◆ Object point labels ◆
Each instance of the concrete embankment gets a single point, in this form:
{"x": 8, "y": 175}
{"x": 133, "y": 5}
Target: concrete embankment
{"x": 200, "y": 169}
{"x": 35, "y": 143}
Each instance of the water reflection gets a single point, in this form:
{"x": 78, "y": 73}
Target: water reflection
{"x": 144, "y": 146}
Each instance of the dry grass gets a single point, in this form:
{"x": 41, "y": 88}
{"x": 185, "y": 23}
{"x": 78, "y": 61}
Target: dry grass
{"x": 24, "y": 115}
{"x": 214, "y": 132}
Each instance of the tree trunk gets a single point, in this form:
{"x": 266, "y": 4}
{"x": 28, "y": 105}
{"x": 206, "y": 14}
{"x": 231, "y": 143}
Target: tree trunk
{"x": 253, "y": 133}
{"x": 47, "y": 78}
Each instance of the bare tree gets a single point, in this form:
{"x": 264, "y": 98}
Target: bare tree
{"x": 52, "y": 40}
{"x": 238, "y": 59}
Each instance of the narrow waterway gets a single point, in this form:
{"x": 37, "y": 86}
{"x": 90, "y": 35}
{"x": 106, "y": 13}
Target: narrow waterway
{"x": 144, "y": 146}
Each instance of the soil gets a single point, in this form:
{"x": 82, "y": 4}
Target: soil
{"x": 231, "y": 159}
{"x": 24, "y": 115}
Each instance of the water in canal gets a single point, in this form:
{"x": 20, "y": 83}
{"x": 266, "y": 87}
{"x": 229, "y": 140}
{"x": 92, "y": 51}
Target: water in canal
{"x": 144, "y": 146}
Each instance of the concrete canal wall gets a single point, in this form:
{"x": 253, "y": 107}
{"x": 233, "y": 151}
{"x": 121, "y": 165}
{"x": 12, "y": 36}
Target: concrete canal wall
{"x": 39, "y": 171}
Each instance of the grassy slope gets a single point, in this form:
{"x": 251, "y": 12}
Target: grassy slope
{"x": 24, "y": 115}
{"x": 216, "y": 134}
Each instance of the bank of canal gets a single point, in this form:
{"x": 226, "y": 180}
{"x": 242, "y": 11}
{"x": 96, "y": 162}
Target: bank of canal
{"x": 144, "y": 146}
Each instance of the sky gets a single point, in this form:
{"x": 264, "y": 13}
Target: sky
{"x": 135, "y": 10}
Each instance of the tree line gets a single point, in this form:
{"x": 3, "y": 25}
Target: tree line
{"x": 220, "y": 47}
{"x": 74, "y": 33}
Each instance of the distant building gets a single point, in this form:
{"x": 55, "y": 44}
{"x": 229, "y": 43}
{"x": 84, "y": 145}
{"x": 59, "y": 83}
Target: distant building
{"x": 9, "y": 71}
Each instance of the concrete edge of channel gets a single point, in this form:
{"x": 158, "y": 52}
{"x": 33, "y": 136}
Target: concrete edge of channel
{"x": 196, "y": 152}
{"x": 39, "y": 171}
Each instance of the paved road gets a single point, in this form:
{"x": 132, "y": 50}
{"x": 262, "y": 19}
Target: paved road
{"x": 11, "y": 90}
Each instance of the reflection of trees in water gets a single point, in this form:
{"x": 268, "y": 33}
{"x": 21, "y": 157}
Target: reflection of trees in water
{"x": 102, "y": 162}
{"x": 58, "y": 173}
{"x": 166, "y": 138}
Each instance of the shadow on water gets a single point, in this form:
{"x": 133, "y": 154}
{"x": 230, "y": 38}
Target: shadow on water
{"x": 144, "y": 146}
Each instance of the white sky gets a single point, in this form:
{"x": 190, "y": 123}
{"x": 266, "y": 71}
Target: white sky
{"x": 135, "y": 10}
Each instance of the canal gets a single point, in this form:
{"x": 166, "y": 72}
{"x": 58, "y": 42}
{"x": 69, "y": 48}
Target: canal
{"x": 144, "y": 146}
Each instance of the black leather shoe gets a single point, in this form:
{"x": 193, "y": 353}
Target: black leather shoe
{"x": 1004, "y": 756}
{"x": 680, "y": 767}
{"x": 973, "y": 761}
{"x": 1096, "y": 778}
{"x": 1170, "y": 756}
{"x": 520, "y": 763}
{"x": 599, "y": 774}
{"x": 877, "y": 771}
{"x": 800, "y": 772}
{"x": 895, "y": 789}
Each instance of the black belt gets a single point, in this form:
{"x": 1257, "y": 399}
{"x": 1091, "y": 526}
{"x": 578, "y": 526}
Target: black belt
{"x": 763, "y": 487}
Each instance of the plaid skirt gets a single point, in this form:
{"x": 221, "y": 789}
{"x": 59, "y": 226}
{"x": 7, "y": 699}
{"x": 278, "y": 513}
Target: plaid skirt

◆ WHAT THE TASK REQUIRES ◆
Write out the data exactly as it stands.

◆ WRITTEN SOLUTION ◆
Each instance of the concrete embankment gets a single point, in this form:
{"x": 8, "y": 175}
{"x": 133, "y": 5}
Target: concrete embankment
{"x": 200, "y": 169}
{"x": 35, "y": 143}
Each instance of the water reflection gets a single point, in this form:
{"x": 78, "y": 73}
Target: water reflection
{"x": 144, "y": 146}
Each instance of the dry grass gets a single point, in this form:
{"x": 41, "y": 88}
{"x": 185, "y": 23}
{"x": 78, "y": 61}
Target: dry grass
{"x": 24, "y": 115}
{"x": 214, "y": 132}
Each instance of the tree trunk gets a single point, in this form:
{"x": 266, "y": 4}
{"x": 28, "y": 105}
{"x": 206, "y": 14}
{"x": 231, "y": 143}
Target: tree trunk
{"x": 253, "y": 133}
{"x": 47, "y": 78}
Each instance of the bare tree gets a single point, in this form:
{"x": 264, "y": 98}
Target: bare tree
{"x": 52, "y": 40}
{"x": 238, "y": 59}
Each instance of the narrow waterway gets a single point, in this form:
{"x": 37, "y": 86}
{"x": 90, "y": 35}
{"x": 106, "y": 13}
Target: narrow waterway
{"x": 144, "y": 146}
Each instance of the soil gets a single point, in this form:
{"x": 82, "y": 4}
Target: soil
{"x": 231, "y": 159}
{"x": 24, "y": 115}
Each instance of the water in canal gets a single point, in this form:
{"x": 20, "y": 83}
{"x": 266, "y": 87}
{"x": 229, "y": 140}
{"x": 92, "y": 51}
Target: water in canal
{"x": 144, "y": 146}
Each instance of the concrete canal wall gets a single point, in this form:
{"x": 253, "y": 107}
{"x": 233, "y": 151}
{"x": 121, "y": 165}
{"x": 12, "y": 36}
Target: concrete canal wall
{"x": 39, "y": 171}
Each instance of the grassy slope gets a single point, in this form:
{"x": 251, "y": 12}
Target: grassy slope
{"x": 24, "y": 115}
{"x": 216, "y": 134}
Each instance of the bank of canal gets a single point, in this form:
{"x": 226, "y": 180}
{"x": 242, "y": 11}
{"x": 96, "y": 162}
Target: bank of canal
{"x": 144, "y": 146}
Each instance of the sky gets a single point, in this form:
{"x": 264, "y": 13}
Target: sky
{"x": 135, "y": 10}
Each instance of the tree line gets a single point, in this form:
{"x": 3, "y": 25}
Target: tree line
{"x": 220, "y": 47}
{"x": 74, "y": 33}
Each instance of the distant building gets a single point, in this form:
{"x": 55, "y": 44}
{"x": 229, "y": 43}
{"x": 84, "y": 145}
{"x": 59, "y": 83}
Target: distant building
{"x": 9, "y": 71}
Each instance of the concrete edge of channel gets a single point, in this form:
{"x": 158, "y": 52}
{"x": 33, "y": 136}
Target: concrete edge of channel
{"x": 196, "y": 152}
{"x": 39, "y": 171}
Each instance of the paved road gets a single point, in this form:
{"x": 132, "y": 50}
{"x": 262, "y": 19}
Target: paved road
{"x": 11, "y": 90}
Each instance of the reflection of trees in water gets a single point, in this form:
{"x": 268, "y": 33}
{"x": 21, "y": 157}
Target: reflection of trees in water
{"x": 102, "y": 162}
{"x": 58, "y": 173}
{"x": 166, "y": 138}
Each instance of the shadow on water gets a single point, in this form:
{"x": 133, "y": 154}
{"x": 230, "y": 38}
Target: shadow on water
{"x": 144, "y": 146}
Each instance of the white sky gets a single point, in this form:
{"x": 190, "y": 123}
{"x": 266, "y": 71}
Target: white sky
{"x": 135, "y": 10}
Each instance of the canal gets a single point, in this form:
{"x": 166, "y": 72}
{"x": 58, "y": 42}
{"x": 69, "y": 48}
Target: canal
{"x": 144, "y": 146}
Each instance of the black leather shoe gets a single point, in this form:
{"x": 193, "y": 353}
Target: black leather shoe
{"x": 1004, "y": 756}
{"x": 680, "y": 767}
{"x": 973, "y": 761}
{"x": 1096, "y": 778}
{"x": 1170, "y": 756}
{"x": 520, "y": 763}
{"x": 599, "y": 774}
{"x": 877, "y": 771}
{"x": 800, "y": 772}
{"x": 895, "y": 789}
Each instance of the black belt gets a single point, in this form:
{"x": 1257, "y": 399}
{"x": 1091, "y": 526}
{"x": 578, "y": 526}
Target: black belt
{"x": 763, "y": 487}
Each instance of the plaid skirt gets a single point, in this form:
{"x": 221, "y": 789}
{"x": 59, "y": 226}
{"x": 7, "y": 699}
{"x": 278, "y": 513}
Target: plaid skirt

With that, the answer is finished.